▶ Records for this exercise

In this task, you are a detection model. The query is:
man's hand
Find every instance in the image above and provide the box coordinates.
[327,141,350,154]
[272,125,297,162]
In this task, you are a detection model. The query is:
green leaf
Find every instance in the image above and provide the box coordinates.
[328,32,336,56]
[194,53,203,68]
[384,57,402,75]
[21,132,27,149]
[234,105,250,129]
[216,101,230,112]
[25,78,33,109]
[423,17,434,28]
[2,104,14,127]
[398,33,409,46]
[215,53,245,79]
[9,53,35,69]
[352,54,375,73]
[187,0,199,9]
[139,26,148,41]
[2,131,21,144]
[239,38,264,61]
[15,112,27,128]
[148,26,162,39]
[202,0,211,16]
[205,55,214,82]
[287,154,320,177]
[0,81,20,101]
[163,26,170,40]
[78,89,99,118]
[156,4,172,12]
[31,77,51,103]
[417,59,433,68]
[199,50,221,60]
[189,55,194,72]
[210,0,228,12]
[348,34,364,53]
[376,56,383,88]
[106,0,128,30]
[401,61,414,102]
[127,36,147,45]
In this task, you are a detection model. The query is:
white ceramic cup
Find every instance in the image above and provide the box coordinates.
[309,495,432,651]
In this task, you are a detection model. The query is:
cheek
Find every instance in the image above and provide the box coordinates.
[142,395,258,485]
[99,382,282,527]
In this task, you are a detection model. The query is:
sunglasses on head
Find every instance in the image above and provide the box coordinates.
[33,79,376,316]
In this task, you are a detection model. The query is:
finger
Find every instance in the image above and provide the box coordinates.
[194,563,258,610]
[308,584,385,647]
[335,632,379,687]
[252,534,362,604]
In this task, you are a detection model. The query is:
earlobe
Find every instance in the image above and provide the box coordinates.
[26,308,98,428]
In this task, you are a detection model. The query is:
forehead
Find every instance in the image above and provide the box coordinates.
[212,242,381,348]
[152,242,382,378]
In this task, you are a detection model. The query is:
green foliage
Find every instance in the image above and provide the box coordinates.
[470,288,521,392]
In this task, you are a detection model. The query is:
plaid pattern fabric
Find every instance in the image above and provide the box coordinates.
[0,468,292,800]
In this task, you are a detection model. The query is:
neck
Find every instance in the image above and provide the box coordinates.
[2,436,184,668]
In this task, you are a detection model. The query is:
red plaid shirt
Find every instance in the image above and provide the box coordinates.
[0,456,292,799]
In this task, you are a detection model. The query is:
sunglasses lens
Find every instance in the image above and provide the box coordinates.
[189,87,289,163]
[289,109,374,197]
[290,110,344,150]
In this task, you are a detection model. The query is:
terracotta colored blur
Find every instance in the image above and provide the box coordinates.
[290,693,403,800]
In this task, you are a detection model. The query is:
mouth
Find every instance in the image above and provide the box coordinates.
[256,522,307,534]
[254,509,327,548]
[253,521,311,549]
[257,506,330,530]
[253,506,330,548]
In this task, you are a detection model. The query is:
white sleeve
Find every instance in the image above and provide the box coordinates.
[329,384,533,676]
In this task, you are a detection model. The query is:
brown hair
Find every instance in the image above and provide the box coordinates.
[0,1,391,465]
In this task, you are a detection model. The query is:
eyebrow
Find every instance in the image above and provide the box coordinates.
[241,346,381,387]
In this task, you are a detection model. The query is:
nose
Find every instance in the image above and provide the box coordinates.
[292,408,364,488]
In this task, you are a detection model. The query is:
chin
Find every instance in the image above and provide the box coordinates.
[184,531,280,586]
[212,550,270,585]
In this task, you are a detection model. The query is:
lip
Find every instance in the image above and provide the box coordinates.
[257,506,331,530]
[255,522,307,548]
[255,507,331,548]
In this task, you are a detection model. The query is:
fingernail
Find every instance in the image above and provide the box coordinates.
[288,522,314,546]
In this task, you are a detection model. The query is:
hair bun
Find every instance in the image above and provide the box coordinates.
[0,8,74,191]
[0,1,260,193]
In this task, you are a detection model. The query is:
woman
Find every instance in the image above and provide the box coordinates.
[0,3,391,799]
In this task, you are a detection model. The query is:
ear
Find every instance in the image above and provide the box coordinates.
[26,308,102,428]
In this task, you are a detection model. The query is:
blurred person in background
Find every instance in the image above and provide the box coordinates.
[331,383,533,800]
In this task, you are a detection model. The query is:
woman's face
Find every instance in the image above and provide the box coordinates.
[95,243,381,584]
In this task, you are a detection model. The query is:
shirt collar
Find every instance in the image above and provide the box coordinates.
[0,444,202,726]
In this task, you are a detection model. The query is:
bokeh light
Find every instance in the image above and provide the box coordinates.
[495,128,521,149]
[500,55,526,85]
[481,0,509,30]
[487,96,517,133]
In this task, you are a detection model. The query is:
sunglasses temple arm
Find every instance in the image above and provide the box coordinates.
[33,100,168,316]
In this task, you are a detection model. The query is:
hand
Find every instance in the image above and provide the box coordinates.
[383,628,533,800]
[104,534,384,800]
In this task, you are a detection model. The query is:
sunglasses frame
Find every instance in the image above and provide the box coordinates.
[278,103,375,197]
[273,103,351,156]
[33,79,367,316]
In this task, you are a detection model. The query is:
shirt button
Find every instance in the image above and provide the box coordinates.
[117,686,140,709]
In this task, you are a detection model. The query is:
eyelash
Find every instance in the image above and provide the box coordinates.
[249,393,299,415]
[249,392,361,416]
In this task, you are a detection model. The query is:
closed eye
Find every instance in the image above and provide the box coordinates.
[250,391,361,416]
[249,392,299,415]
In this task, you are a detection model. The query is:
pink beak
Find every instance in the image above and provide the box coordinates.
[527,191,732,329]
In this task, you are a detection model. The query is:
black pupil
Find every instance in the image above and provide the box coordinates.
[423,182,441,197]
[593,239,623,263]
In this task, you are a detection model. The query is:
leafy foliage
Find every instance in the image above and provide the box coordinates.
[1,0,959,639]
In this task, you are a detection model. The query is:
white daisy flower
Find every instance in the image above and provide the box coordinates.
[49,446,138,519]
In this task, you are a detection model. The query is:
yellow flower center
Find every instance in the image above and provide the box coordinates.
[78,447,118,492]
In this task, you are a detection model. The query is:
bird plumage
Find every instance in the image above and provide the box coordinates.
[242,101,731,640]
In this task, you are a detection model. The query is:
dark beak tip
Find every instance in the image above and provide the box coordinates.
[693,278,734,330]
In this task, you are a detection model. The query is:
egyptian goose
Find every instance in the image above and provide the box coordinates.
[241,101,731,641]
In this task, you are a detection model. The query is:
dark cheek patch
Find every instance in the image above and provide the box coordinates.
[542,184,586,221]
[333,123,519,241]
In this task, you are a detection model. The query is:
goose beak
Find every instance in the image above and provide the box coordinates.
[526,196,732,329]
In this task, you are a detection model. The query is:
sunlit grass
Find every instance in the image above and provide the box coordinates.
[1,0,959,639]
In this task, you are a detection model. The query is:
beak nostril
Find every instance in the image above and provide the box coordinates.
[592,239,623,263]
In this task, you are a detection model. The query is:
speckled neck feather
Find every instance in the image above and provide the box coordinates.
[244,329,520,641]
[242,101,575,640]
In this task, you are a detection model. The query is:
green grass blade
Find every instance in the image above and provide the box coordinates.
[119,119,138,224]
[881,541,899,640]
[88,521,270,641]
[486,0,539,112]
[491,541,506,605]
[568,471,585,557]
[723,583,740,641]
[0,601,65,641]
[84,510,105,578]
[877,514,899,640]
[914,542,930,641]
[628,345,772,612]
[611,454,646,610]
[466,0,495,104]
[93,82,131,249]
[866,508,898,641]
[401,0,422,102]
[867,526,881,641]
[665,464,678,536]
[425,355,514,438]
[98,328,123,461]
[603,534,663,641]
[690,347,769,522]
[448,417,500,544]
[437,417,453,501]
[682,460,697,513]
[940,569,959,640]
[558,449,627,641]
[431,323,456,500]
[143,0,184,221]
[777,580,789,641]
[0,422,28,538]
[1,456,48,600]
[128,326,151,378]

▶ Task prompt
Among the entries, find every line holding "plaid" and return it.

▶ Response
plaid pattern fabric
red plaid shirt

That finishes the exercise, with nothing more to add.